▶ _Compito A_
Ricopia dall'articolo sul circo il tratto che inizia con "La prova del" e termina con "editor di lusso.".
▶ _Compito B_
Prosegui l'articolo sul circo oltre l'ultima frase riportata.

▶ _Testo fornito_
↓

Daniela Matronola
A proposito de “La rivoluzione in pista”

Pagine di circo

Quale mondo si rivela dietro la passione per il circo? La studiosa Maria Vittoria Vittori ha raccolto storie e pagine intorno a questa domanda. E ne è nato un saggio che è anche un po' un diario personale

La prova del nove, per così dire, di quanto davvero un libro sia riuscito a seminare in chi lo ha letto è verificare se vengano fuori parole in cui chi ha letto, appunto, riesca a verbalizzare ciò che il libro ha lasciato come traccia indelebile. Il libro in questo caso è La rivoluzione in pista. Storie di donne, circo e libertà, di Maria Vittoria Vittori (Iacobelli Editore, pagine 138, 16 Euro), uscito lo scorso ottobre dal pregevole piccolo editore Iacobelli che da anni diffonde con regolarità anche la rivista Leggendaria, di cui la Vittori è redattrice fin dalla fondazione, avvenuta 25 anni fa – rivista diretta da sempre da Anna Maria Crispino, che del libro in questione è stata editor di lusso.

↑

▶ _Materiale_

↓

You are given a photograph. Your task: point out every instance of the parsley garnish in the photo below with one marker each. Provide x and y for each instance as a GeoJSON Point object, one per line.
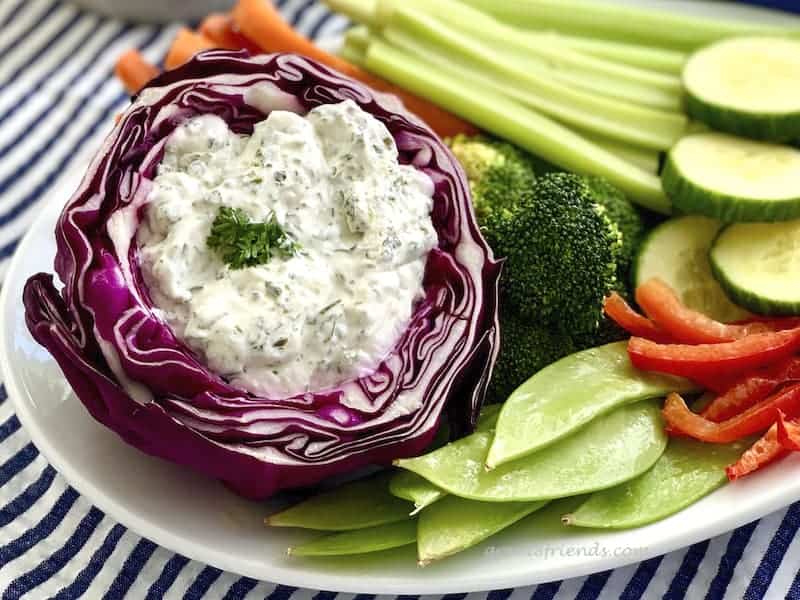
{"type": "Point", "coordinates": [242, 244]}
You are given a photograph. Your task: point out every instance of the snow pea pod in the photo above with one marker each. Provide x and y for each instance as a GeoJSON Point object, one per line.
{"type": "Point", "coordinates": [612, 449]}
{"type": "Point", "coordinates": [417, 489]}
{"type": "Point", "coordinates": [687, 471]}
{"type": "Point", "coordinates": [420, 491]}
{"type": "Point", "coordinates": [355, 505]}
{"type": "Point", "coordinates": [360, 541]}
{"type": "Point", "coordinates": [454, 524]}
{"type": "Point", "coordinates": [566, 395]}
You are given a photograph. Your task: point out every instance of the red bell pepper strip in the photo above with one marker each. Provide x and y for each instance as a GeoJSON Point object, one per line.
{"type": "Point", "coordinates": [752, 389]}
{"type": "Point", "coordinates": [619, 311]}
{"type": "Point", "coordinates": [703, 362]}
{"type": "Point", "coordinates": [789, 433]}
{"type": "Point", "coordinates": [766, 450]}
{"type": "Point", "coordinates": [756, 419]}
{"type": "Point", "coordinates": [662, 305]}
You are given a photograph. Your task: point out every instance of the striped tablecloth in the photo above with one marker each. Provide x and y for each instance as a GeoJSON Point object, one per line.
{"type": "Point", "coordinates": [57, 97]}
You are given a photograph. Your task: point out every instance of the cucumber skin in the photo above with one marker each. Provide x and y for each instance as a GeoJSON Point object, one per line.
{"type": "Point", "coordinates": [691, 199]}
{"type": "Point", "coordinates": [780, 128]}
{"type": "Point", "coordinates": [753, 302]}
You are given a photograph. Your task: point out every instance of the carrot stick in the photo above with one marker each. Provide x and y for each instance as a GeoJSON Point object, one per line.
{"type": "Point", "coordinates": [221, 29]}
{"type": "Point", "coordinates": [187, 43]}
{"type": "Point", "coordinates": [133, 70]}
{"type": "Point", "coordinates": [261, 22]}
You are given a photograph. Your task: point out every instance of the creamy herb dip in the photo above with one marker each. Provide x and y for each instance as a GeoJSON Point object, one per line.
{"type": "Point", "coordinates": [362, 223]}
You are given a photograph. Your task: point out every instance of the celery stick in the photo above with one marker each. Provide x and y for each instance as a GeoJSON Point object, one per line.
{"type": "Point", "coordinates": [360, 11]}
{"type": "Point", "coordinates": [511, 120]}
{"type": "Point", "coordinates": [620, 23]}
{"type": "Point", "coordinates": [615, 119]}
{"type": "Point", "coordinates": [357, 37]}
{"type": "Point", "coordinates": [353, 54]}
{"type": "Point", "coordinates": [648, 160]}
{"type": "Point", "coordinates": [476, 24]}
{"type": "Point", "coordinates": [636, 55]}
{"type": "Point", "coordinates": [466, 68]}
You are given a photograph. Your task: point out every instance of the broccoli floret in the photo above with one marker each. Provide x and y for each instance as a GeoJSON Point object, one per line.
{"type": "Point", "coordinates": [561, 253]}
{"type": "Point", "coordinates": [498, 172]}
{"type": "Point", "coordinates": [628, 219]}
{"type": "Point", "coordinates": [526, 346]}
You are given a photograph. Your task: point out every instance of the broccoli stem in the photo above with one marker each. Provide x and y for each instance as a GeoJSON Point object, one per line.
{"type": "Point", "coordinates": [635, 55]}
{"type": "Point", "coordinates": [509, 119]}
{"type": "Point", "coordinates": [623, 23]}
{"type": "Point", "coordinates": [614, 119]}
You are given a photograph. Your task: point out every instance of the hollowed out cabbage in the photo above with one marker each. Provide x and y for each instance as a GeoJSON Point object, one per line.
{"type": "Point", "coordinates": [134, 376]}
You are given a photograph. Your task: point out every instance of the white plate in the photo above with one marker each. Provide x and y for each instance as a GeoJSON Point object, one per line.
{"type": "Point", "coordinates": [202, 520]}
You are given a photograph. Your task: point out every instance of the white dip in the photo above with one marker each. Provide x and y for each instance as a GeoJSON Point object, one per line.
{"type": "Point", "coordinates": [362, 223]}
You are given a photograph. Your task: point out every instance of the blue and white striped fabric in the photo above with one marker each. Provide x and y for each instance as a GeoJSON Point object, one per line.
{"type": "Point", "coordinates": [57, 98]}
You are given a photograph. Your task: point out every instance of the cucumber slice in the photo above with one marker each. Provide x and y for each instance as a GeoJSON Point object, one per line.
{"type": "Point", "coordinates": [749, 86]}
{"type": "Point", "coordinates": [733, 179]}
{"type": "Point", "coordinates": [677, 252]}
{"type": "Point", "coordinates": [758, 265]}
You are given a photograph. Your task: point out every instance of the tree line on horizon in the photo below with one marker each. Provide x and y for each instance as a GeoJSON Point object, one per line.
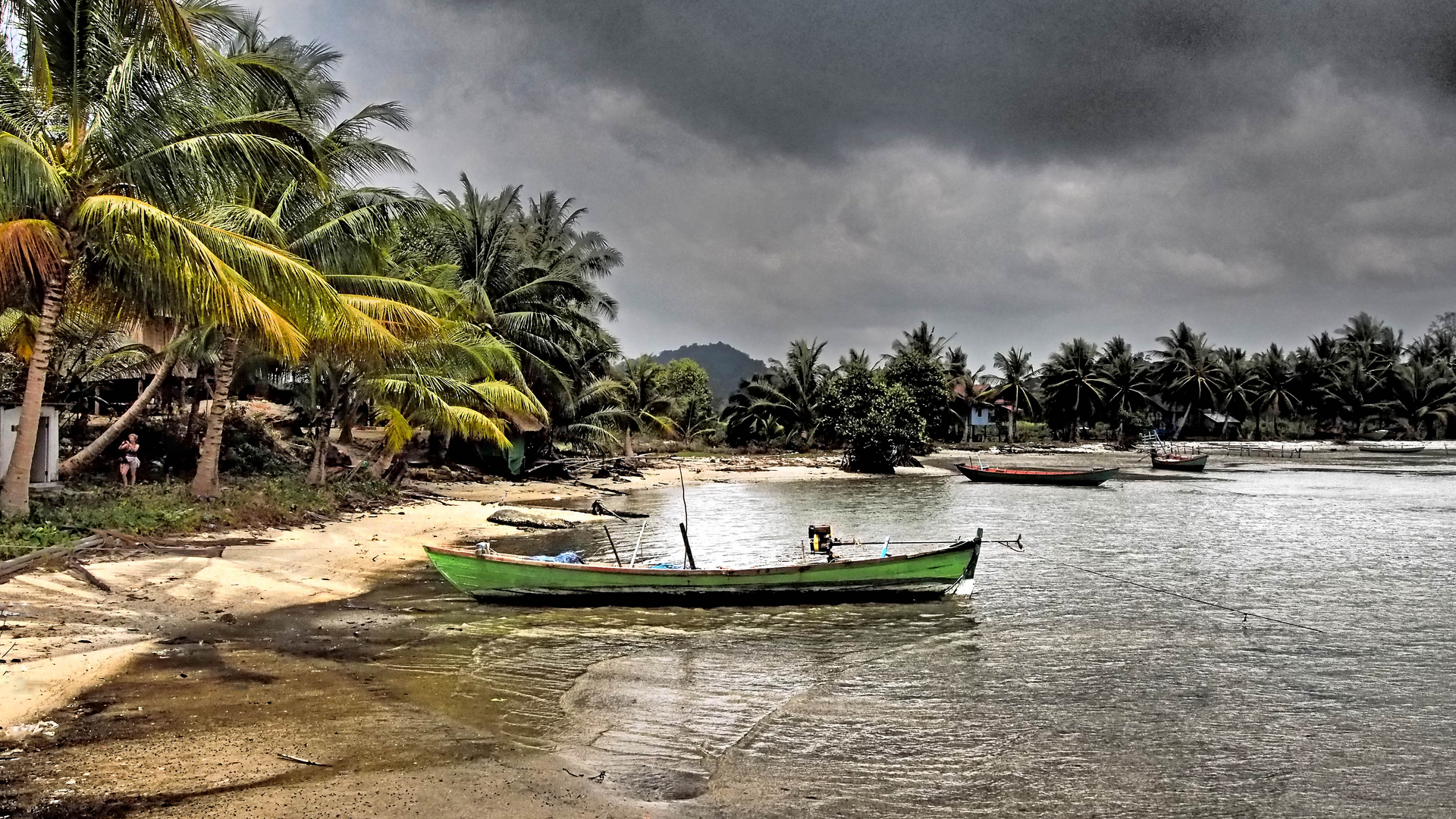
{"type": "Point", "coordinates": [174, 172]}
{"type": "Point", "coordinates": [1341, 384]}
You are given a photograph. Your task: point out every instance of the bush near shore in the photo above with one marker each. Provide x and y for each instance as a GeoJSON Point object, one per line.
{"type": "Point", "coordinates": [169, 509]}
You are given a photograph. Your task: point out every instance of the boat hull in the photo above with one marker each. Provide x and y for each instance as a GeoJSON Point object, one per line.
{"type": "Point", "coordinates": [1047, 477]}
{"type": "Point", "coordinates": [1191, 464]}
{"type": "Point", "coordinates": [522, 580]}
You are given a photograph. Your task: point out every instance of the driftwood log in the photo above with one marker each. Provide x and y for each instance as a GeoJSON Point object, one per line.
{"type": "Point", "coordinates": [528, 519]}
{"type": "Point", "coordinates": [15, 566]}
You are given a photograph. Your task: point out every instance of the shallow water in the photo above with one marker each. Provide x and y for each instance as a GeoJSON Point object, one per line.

↑

▶ _Risposta A_
La prova del nove, per così dire, di quanto davvero un libro sia riuscito a seminare in chi lo ha letto è verificare se vengano fuori parole in cui chi ha letto, appunto, riesca a verbalizzare ciò che il libro ha lasciato come traccia indelebile. Il libro in questo caso è La rivoluzione in pista. Storie di donne, circo e libertà, di Maria Vittoria Vittori (Iacobelli Editore, pagine 138, 16 Euro), uscito lo scorso ottobre dal pregevole piccolo editore Iacobelli che da anni diffonde con regolarità anche la rivista Leggendaria, di cui la Vittori è redattrice fin dalla fondazione, avvenuta 25 anni fa – rivista diretta da sempre da Anna Maria Crispino, che del libro in questione è stata editor di lusso.

▶ _Risposta B_
In me che ho avuto il privilegio di leggere il libro in lieve anticipo sono rimaste o forse meglio si sono formate le seguenti parole: gentilezza, delicatezza, agilità, leggiadria, volteggio, acrobaticità. Tutte qualità proprie degli acrobati, appunto, del circo, di funamboli e trapezisti, ma mostrate qui anche dall’autrice nel modo in cui volteggia lieve e essenziale lanciandosi da un punto a un altro del suo saggio.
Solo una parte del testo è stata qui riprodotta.